Problem description - The goal here is an exact copy of the entries below, without their pictures.

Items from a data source
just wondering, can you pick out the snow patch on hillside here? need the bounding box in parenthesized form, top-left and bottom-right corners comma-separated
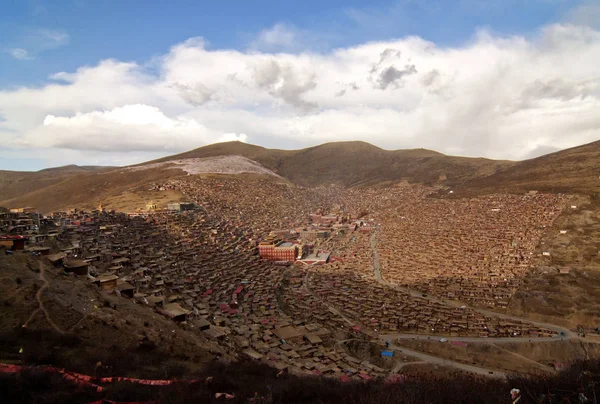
(129, 155, 280, 177)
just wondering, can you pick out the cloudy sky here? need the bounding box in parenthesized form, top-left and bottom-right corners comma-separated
(1, 0, 600, 170)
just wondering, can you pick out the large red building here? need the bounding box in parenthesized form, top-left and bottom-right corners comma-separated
(258, 241, 301, 262)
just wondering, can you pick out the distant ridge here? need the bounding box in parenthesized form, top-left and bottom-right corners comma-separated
(0, 165, 113, 202)
(461, 139, 600, 194)
(1, 139, 599, 213)
(38, 164, 112, 173)
(151, 140, 511, 188)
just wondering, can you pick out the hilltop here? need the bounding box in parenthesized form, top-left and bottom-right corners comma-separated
(153, 141, 513, 188)
(1, 139, 599, 213)
(148, 139, 600, 192)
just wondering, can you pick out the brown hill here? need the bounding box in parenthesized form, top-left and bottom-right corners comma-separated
(152, 141, 513, 188)
(460, 140, 600, 195)
(2, 139, 599, 213)
(0, 165, 112, 202)
(0, 254, 227, 379)
(0, 165, 189, 213)
(0, 157, 289, 213)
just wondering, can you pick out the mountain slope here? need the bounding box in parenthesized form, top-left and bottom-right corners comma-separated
(153, 141, 513, 187)
(461, 140, 600, 194)
(0, 155, 288, 213)
(2, 139, 599, 214)
(0, 165, 112, 202)
(0, 165, 189, 213)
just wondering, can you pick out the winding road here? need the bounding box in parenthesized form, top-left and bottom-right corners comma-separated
(302, 264, 511, 377)
(369, 227, 575, 340)
(299, 223, 592, 378)
(296, 225, 589, 378)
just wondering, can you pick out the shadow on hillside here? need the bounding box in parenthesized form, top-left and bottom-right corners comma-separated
(3, 348, 600, 403)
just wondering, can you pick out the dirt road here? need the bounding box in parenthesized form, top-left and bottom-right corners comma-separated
(23, 261, 65, 334)
(386, 342, 507, 378)
(303, 267, 505, 377)
(369, 225, 576, 339)
(363, 224, 592, 376)
(380, 333, 566, 344)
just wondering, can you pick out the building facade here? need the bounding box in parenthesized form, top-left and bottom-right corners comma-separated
(258, 241, 301, 262)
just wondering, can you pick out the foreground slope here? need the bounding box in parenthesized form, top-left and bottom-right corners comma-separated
(0, 255, 228, 379)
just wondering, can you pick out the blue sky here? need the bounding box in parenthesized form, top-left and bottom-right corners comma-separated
(1, 0, 599, 170)
(0, 0, 576, 88)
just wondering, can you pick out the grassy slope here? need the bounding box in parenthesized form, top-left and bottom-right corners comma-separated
(0, 165, 112, 202)
(152, 141, 513, 188)
(461, 140, 600, 195)
(2, 139, 599, 214)
(0, 166, 188, 213)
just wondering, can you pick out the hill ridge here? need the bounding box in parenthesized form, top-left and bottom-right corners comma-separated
(1, 138, 599, 213)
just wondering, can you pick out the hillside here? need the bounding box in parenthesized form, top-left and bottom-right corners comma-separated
(156, 140, 600, 192)
(0, 157, 290, 213)
(0, 255, 228, 379)
(2, 139, 599, 213)
(0, 165, 112, 202)
(461, 140, 600, 195)
(153, 141, 513, 188)
(0, 165, 200, 214)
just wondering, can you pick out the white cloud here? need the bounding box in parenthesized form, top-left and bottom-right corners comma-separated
(218, 133, 248, 143)
(38, 29, 69, 47)
(8, 48, 34, 60)
(22, 104, 214, 152)
(251, 23, 299, 51)
(1, 21, 600, 168)
(4, 28, 70, 62)
(248, 23, 335, 53)
(566, 1, 600, 28)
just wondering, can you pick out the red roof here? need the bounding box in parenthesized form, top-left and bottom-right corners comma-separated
(234, 286, 244, 295)
(0, 235, 29, 240)
(358, 373, 372, 381)
(339, 375, 350, 383)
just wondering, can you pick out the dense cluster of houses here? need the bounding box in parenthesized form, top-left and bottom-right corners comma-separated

Output for this exercise -
just wondering, can you pick out the snow patch on hillside here? need the bounding box in parenthesized form, top-left and bottom-right corners comma-separated
(129, 155, 280, 177)
just wondering, can you pick out the cloudy sky here? need the bounding box in parenthesized form, top-left and bottom-right corners comma-separated
(1, 0, 600, 170)
just wondering, can you pick out the large red building here? need the bounding box in parenthesized form, top-left and bottom-right corners comma-separated
(258, 241, 301, 262)
just wondering, can you pick out the distant ridge here? need the bounding box in parenthesized form, top-left and bottom-right corners comma-separated
(0, 165, 113, 202)
(461, 139, 600, 194)
(1, 139, 599, 213)
(38, 164, 112, 173)
(151, 140, 511, 188)
just wondering, can you pick out the hilltop here? need the bounding box in parenthesized form, top-left and bottom-right corners comma-separated
(153, 141, 513, 188)
(1, 139, 599, 213)
(148, 139, 600, 192)
just wondering, can you pick out the brown hill here? need the bounding box in parenthesized form, top-left and bottom-right corners comma-separated
(152, 141, 513, 188)
(460, 140, 600, 195)
(2, 139, 599, 213)
(0, 165, 112, 202)
(0, 254, 227, 379)
(0, 165, 189, 213)
(0, 157, 289, 213)
just wondering, can you pick out the mountain slope here? need the bounding box in parenthesized form, top-left and bottom-right corners comma-separated
(153, 141, 513, 187)
(461, 140, 600, 194)
(0, 155, 288, 213)
(2, 139, 599, 214)
(0, 165, 112, 202)
(0, 165, 189, 213)
just wondering, can you pick out the winding road here? need the bounding box in parenthesized form, top-left and bottom-right corners comma-separated
(302, 264, 511, 377)
(369, 227, 575, 340)
(299, 223, 592, 378)
(296, 225, 589, 378)
just wondering, can you pick out the shadow on hillside here? need the bounding box in parenthesized form, top-left and bottom-right corners comma-separated
(3, 348, 600, 403)
just wondering, can you pick out the dirt road here? need the bounding box in parenthesized form, top-left and bottom-right corners comma-separated
(23, 261, 65, 334)
(386, 342, 507, 378)
(303, 267, 505, 377)
(369, 225, 576, 339)
(363, 224, 592, 376)
(380, 333, 566, 344)
just wondering, can you pick out the building facade here? need the bounding box in parenthesized form, top-left and bottom-right corners comma-separated
(258, 241, 301, 262)
just wondering, can you pick out the foreground slope here? need the bounding box in parenthesized form, top-left and bottom-right corners comma-separated
(0, 255, 228, 379)
just wondering, can you pick out the blue sky here? need the bounding box in parenthesized form, top-left and bottom-right corners comma-separated
(1, 0, 599, 170)
(0, 0, 576, 88)
just wondering, can you pick out the grassy slope here? need the bounding box in parenthesized form, top-left and bottom-right corners comma-separated
(0, 165, 112, 202)
(152, 141, 513, 188)
(461, 140, 600, 195)
(2, 139, 599, 214)
(0, 166, 188, 213)
just wondering, can you pick out the hill ridge here? need the bounding box in parenthesized form, top-left and bottom-right corners comma-separated
(1, 138, 599, 213)
just wondering, can you pick out the hillside here? need the bounding box in parenthesized form, top-left and bottom-right corners comma-separated
(156, 140, 600, 192)
(0, 157, 290, 213)
(0, 255, 228, 379)
(2, 139, 599, 213)
(0, 165, 112, 202)
(461, 140, 600, 195)
(153, 141, 513, 188)
(0, 165, 200, 214)
just wondering, can you pick out the white cloud here? need the bounding box in parenthesized form, top-left and bottom-right corners comma-separated
(218, 133, 248, 143)
(38, 29, 69, 47)
(8, 48, 34, 60)
(22, 104, 214, 152)
(251, 23, 299, 51)
(1, 21, 600, 168)
(4, 28, 70, 62)
(248, 23, 335, 53)
(566, 1, 600, 28)
just wondering, can you pick out the red roof here? need the bounding box in parenthesized form, top-left and bottom-right corners comma-separated
(234, 286, 244, 295)
(0, 235, 29, 240)
(358, 373, 372, 381)
(339, 375, 350, 383)
just wondering, can you pick out the dense cluster of houses here? need the bounding box in parenthesized form, top-left and bottom-right corners comma-separated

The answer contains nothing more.